> [Excerpt provided]:
=======

Identity theft was reported as Americans’ number one complaint last year, bringing notice to the fact that this is still a growing problem, despite companies tightening their security measures. Data breaches in the past few years show that even with the security efforts corporations are putting forth, there is still a possibility for your financial data to be compromised. This is why many are starting to take security measures into their own hands, rather than relying on others to do so for them.

Protecting your information can be an easy step to take, as long as you know how. Whether it’s just your financial data that you’re looking to protect, or other personal details, such as your location or internet habits, we’ve put together a simple list of solutions for you. Here’s how you can protect your data from hackers:

Don’t Store Your Financial Info
It’s not uncommon to store your banking details on your computer. If you’ve shopped online before, it’s likely that you have your credit card number stored on whatever website(s) you’ve purchased from in the past. Some online retailers give you the choice as to whether or not you’d like to save your credit card on file for later use, but others will just save it automatically if you sign up for an account.
Although making online payments are usually done over a secured page, there have been data breaches in which hackers have obtained the credit card info of customers because they were saved on a company’s online database. On the bright side, you won’t have to avoid shopping online or making any sort of online payment in the name of security; instead you can simply delete your payment method under your account.
Aside from websites that might have these details stored, you should avoid saving any financial info on your actual computer. This means you shouldn’t store your card number in a Word document, even if it seems convenient. The problem with this type of activity not only lies within the possibility of hackers obtaining the file, but also because you might want to re-sell your device, allow others to use it, or even end up tossing it in the trash one day without formatting it beforehand.

=======

> [Dataset extract]:
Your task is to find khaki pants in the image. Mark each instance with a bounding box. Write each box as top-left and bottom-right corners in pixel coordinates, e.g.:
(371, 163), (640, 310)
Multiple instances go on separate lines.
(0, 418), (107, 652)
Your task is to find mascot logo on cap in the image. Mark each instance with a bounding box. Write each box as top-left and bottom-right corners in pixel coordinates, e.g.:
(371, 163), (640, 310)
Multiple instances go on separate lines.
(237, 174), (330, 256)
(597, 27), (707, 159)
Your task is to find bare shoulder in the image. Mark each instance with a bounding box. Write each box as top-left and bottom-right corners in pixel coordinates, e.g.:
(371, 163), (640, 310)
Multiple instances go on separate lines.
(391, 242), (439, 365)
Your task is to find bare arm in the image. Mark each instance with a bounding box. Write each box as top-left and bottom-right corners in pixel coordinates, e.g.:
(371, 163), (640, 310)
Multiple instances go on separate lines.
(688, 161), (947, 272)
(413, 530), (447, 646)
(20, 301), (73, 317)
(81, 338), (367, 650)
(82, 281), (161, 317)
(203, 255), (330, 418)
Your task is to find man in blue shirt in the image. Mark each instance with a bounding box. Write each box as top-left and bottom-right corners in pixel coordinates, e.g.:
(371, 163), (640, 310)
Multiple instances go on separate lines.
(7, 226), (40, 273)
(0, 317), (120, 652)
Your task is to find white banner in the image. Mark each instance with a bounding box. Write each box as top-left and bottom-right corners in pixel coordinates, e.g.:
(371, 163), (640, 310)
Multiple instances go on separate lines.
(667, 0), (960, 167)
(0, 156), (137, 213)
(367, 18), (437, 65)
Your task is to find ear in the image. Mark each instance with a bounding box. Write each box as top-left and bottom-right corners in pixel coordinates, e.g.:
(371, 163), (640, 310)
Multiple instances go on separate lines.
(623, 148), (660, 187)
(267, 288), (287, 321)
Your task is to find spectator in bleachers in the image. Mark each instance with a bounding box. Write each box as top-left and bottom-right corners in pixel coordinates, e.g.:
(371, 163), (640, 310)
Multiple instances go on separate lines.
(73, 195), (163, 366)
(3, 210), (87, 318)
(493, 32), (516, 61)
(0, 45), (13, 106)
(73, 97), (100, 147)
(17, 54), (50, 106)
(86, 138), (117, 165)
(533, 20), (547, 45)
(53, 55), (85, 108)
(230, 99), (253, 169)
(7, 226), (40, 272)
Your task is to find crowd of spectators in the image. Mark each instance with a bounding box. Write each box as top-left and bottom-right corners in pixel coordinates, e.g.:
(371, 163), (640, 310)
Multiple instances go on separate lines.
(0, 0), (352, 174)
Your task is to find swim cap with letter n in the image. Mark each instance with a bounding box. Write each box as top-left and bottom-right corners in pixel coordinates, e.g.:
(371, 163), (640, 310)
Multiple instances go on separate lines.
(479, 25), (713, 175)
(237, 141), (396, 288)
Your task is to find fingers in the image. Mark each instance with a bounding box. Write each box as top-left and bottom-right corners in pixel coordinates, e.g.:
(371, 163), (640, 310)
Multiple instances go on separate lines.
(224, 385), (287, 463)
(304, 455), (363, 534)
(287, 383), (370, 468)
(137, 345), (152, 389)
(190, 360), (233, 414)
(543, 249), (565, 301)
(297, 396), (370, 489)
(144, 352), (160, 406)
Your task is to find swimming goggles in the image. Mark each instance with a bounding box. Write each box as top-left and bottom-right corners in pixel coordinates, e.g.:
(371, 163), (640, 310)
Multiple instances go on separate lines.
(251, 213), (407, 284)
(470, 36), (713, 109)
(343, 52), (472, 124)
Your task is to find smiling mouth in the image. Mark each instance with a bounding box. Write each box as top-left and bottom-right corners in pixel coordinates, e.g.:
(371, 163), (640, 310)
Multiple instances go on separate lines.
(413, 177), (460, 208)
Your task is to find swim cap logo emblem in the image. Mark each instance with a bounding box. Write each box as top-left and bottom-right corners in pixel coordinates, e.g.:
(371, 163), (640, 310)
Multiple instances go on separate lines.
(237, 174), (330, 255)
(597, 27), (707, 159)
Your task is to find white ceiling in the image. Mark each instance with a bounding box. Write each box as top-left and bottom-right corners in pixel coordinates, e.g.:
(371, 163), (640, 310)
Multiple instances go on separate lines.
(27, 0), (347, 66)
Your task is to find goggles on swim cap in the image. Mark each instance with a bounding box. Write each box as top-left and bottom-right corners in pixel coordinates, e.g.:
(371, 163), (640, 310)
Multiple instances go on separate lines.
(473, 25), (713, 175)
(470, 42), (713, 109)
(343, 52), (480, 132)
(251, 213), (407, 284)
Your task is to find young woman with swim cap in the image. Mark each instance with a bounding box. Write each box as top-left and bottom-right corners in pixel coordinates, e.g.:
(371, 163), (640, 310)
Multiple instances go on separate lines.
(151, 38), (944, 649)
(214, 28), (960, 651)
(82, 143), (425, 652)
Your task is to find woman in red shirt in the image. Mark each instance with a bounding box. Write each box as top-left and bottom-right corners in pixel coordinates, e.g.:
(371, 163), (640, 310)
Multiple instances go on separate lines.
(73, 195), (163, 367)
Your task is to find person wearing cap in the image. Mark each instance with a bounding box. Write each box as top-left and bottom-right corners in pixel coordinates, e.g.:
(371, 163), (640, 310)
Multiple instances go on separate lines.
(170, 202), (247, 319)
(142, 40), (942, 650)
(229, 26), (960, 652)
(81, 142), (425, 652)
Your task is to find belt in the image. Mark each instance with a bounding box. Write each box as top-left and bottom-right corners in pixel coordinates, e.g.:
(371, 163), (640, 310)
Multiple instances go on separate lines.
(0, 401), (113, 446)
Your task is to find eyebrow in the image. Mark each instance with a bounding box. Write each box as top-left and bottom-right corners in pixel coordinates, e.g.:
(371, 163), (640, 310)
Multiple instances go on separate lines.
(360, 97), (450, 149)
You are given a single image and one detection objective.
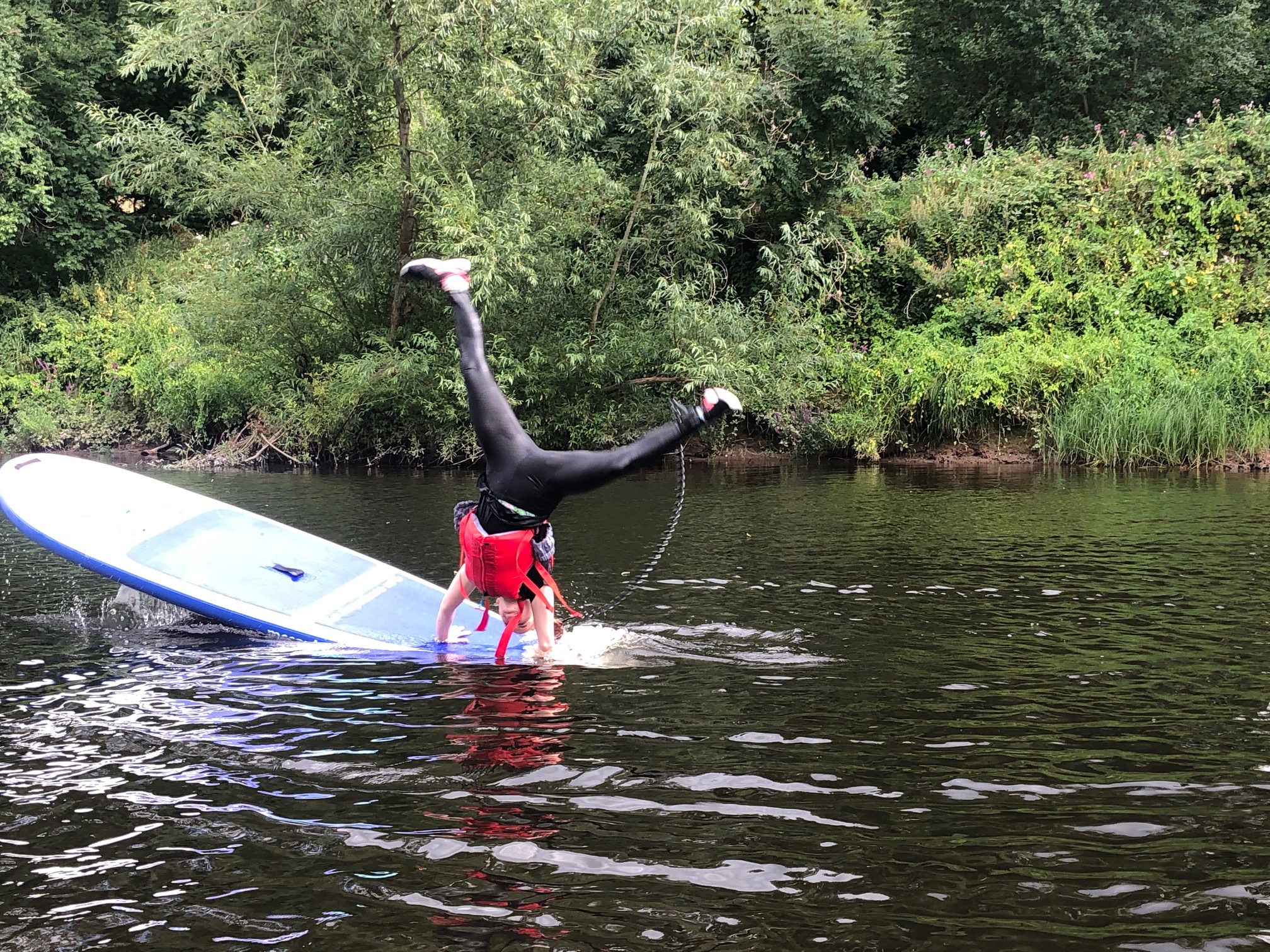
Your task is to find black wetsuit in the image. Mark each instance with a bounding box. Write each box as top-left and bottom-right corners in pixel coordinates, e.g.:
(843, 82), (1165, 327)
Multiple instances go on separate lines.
(450, 291), (705, 533)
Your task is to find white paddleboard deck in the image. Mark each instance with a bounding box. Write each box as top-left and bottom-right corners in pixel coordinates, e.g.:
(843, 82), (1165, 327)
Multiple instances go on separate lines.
(0, 453), (503, 660)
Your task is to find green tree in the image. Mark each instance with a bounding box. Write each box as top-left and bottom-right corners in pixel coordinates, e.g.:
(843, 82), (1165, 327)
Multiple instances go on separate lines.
(0, 0), (179, 295)
(898, 0), (1267, 142)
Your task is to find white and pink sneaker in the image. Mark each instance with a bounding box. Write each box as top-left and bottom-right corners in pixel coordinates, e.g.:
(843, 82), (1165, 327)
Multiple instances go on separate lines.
(701, 387), (740, 422)
(401, 258), (472, 292)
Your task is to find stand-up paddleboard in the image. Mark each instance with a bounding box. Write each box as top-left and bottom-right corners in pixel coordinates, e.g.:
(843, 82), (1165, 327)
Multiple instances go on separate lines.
(0, 453), (503, 661)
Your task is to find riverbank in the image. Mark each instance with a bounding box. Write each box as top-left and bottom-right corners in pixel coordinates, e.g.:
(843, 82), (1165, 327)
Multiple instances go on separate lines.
(0, 109), (1270, 467)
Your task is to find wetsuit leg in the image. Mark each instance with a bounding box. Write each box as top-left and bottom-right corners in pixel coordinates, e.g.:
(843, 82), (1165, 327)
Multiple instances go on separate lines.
(450, 291), (537, 474)
(525, 414), (705, 499)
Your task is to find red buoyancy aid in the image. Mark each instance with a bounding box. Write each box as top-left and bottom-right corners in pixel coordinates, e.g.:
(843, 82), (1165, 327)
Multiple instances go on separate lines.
(459, 510), (581, 660)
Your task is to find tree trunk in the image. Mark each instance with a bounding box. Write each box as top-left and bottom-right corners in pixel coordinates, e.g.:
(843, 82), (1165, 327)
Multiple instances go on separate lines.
(384, 0), (419, 344)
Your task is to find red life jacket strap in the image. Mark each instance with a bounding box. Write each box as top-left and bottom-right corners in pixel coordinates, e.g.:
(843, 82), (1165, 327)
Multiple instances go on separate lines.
(530, 562), (581, 618)
(481, 598), (530, 661)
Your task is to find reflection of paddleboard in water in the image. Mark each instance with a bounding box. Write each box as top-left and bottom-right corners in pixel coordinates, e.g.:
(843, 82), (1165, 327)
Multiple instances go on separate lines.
(0, 453), (525, 660)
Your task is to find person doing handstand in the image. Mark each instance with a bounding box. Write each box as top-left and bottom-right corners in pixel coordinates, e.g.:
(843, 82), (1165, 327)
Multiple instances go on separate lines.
(401, 258), (740, 657)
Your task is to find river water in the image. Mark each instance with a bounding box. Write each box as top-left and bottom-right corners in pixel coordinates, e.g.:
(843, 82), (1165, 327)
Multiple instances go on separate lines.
(0, 465), (1270, 952)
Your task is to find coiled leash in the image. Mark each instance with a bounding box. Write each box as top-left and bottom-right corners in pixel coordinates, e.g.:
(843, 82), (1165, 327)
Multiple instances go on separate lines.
(586, 443), (689, 618)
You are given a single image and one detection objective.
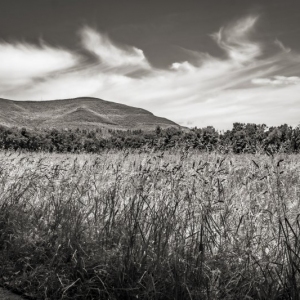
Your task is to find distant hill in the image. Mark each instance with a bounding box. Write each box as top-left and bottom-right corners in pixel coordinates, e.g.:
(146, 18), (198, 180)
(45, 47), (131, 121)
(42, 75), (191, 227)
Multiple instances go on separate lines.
(0, 97), (180, 130)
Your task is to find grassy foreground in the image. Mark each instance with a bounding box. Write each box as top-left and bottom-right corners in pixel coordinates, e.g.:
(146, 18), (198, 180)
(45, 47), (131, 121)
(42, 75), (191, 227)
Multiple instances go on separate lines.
(0, 152), (300, 300)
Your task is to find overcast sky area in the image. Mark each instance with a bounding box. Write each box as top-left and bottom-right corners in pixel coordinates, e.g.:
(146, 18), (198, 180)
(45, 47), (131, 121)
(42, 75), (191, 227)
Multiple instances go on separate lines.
(0, 0), (300, 129)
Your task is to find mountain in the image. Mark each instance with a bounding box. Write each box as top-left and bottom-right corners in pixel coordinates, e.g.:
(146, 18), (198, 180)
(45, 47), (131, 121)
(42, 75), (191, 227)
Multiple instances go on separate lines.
(0, 97), (180, 130)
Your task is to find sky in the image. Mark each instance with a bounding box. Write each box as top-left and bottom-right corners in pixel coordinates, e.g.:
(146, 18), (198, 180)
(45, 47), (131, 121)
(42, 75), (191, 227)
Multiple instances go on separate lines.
(0, 0), (300, 130)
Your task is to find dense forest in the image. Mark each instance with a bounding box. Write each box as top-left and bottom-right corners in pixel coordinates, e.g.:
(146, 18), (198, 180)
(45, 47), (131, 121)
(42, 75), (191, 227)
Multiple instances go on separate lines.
(0, 123), (300, 154)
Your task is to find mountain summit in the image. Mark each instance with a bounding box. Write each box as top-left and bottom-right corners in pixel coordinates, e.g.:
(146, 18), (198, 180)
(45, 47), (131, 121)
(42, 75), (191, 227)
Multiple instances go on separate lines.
(0, 97), (180, 130)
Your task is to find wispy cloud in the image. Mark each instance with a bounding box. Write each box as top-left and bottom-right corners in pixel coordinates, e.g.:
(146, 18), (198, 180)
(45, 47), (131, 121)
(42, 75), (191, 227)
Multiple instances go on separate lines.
(80, 26), (150, 71)
(251, 76), (300, 86)
(0, 16), (300, 129)
(0, 42), (80, 87)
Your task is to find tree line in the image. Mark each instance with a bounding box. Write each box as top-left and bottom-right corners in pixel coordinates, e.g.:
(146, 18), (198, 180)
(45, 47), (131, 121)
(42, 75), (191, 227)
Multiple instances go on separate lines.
(0, 123), (300, 154)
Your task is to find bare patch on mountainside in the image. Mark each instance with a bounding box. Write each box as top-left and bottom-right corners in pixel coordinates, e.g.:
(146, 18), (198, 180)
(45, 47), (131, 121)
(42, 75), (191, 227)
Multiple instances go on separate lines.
(0, 97), (180, 130)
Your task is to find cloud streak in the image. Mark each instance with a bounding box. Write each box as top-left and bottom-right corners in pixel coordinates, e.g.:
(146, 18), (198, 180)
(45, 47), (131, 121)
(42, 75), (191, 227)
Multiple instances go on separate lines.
(0, 16), (300, 129)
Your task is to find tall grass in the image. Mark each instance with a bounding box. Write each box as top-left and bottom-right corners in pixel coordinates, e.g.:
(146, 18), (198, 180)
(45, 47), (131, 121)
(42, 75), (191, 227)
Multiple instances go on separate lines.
(0, 151), (300, 300)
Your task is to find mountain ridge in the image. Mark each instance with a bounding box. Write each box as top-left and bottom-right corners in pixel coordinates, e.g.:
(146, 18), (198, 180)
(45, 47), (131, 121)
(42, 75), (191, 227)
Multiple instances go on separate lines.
(0, 97), (181, 130)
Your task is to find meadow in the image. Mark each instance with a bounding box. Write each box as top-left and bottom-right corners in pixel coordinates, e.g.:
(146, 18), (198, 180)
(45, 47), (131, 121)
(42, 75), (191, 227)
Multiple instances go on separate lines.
(0, 150), (300, 300)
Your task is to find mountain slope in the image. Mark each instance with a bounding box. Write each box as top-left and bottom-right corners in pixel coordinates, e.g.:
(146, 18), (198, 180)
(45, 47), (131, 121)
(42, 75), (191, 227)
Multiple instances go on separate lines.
(0, 97), (180, 130)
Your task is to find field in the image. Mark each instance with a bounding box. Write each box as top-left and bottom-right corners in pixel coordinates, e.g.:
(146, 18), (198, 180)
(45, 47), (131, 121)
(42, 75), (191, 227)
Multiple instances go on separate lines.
(0, 151), (300, 300)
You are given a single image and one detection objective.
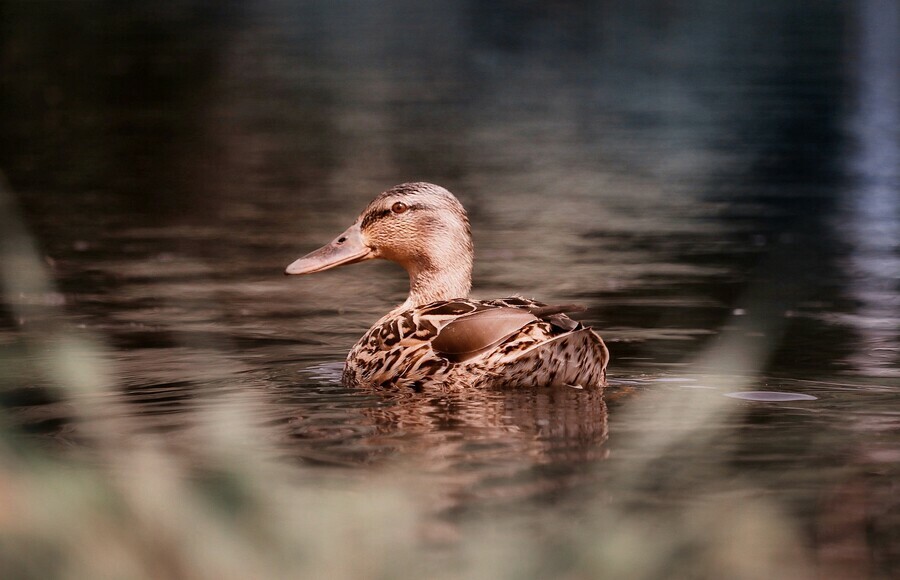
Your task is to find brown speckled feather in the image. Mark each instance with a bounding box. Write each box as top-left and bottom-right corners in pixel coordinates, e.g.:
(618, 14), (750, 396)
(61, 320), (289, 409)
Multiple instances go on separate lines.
(344, 297), (609, 389)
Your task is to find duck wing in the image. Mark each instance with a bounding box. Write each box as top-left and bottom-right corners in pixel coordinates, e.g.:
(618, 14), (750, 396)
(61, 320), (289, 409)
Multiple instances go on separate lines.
(431, 303), (584, 362)
(431, 308), (538, 362)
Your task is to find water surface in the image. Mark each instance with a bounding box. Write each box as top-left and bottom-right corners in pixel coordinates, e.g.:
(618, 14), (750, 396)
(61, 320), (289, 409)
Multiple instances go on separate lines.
(0, 0), (900, 576)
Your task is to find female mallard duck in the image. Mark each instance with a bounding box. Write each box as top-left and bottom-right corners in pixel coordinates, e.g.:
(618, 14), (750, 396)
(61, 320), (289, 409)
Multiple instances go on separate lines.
(285, 183), (609, 389)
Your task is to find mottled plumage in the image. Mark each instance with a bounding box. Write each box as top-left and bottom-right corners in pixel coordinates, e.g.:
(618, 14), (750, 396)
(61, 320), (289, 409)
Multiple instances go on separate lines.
(285, 183), (609, 389)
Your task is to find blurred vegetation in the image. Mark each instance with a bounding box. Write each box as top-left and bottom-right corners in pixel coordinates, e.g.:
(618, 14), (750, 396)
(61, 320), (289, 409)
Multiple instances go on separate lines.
(0, 0), (900, 579)
(0, 173), (813, 579)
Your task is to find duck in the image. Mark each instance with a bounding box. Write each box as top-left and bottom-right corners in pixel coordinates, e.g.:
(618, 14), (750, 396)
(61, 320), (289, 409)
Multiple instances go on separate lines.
(284, 182), (609, 392)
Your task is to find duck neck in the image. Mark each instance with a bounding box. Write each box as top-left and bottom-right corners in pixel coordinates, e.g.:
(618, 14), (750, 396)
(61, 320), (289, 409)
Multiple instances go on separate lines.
(403, 258), (472, 309)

=======

> [Written tasks]:
a. According to the excerpt on protecting data from hackers, what was reported as Americans' number one complaint last year?
b. From the excerpt on protecting data from hackers, extract the passage verbatim, beginning at the words "Protecting your information" and stopping after the words "for an account.".

> [Exercise answers]:
a. Identity theft.

b.
Protecting your information can be an easy step to take, as long as you know how. Whether it’s just your financial data that you’re looking to protect, or other personal details, such as your location or internet habits, we’ve put together a simple list of solutions for you. Here’s how you can protect your data from hackers:

Don’t Store Your Financial Info
It’s not uncommon to store your banking details on your computer. If you’ve shopped online before, it’s likely that you have your credit card number stored on whatever website(s) you’ve purchased from in the past. Some online retailers give you the choice as to whether or not you’d like to save your credit card on file for later use, but others will just save it automatically if you sign up for an account.